### Text under study ###

My wife was working at Fairfax Hospital and she'd come home several times to announce that she'd heard a doctor say, "Get cancer. Get leprosy. Get hit by a Mac truck, but don't get sugar. It's the worst disease you can have because it messes with your mind so bad." What I heard this doctor saying without using the word, was I was diabetic. It scared the wits out of me. "What do I do, Doc?"
He took a sheet of paper and started writing as he talked. The first thing he said was I should avoid all animal products. (This as I was about to move to America's Dairyland?) Next, I should avoid all artificial additives to foods, and so on... By the time he'd finished I was a confirmed vegan, which is someone who eats a plant-based diet. By the time I'd finished, I'd pitched four kinds of premium ice cream into the trash. My wife could not believe it.
I remember the first meal I tried to fix and eat that would qualify under what the doctor told me. I hate to admit that it was less than palatable, but since I wasn't about to start using a needle...
When I arrived in Wisconsin I stayed with my oldest daughter and her family for a few weeks. One of their books was Proof Positive, authored by Dr. Neal Nedley, a nationally known expert on depression . I read it twice and the section on diabetes four times. I learned a lot.
I learned that diabetes is reversible! I learned that you don't have to take insulin if you're willing to manage it with lifestyle changes. Now, I'm not talking about juvenile diabetes: I'm talking about Type II, adult-onset.

###

What you will do -
- A) In the diabetes account, who wrote the book Proof Positive?
- B) Pick up the diabetes account after its final sentence and keep it going.

### Input data ###

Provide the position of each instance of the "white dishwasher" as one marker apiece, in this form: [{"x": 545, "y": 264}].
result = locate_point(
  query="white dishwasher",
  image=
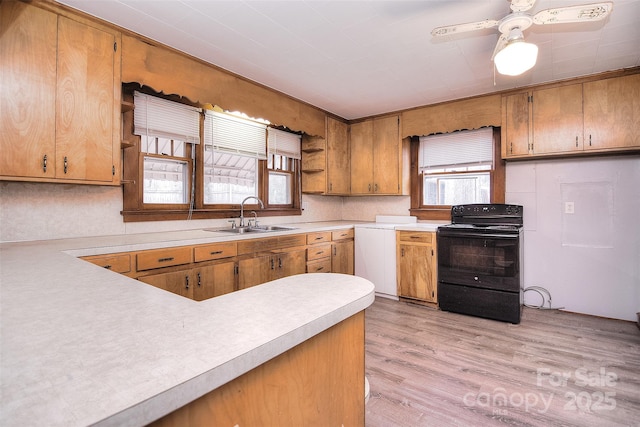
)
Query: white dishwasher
[{"x": 375, "y": 252}]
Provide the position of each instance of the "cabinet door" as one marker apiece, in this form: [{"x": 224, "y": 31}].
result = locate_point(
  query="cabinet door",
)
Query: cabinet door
[
  {"x": 516, "y": 125},
  {"x": 557, "y": 119},
  {"x": 338, "y": 168},
  {"x": 84, "y": 102},
  {"x": 386, "y": 155},
  {"x": 612, "y": 113},
  {"x": 254, "y": 271},
  {"x": 361, "y": 140},
  {"x": 342, "y": 257},
  {"x": 289, "y": 263},
  {"x": 178, "y": 282},
  {"x": 27, "y": 98},
  {"x": 214, "y": 280},
  {"x": 415, "y": 272}
]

###

Answers below -
- A) Dr. Neal Nedley.

- B)
Something else I discovered was sugar is not the culprit in diabetes. One study that was done involved feeding some medical students a low-fat, pound of sugar/day diet. In three weeks there were no observable changes, so the study was terminated. Later, the same researcher fed the same students a low-sugar, high fat diet (something like 60% fat, which is not as high as the cheese I loved; that was around 80%). In three weeks over 80% of the students had become diabetic. So it is fat in the diet that sets us up for diabetes.
My favorite food at that time was cracker sandwiches: a slab of aged cheddar cheese between two crackers--Yum! I could eat a couple dozen at a sitting.
What happens with adult-onset diabetes is our cells lose their sensitivity to insulin. This means that when our blood stream has a high-level of blood sugar (glucose) the doors of the cells don't open to receive it, which then remains in the blood. This can bring on blindness and several other less-than desirable results. What we usually respond with is upping the insulin, either by mouth or by injection. However, a few lifestyle changes can do the same thing.
What I learned from Dr. Nedley is, walking re-sensitizes the cells to insulin. Thus: walking regularly. That made so much more sense to me than taking insulin that I started walking about an hour a day. Man, did I start feeling better.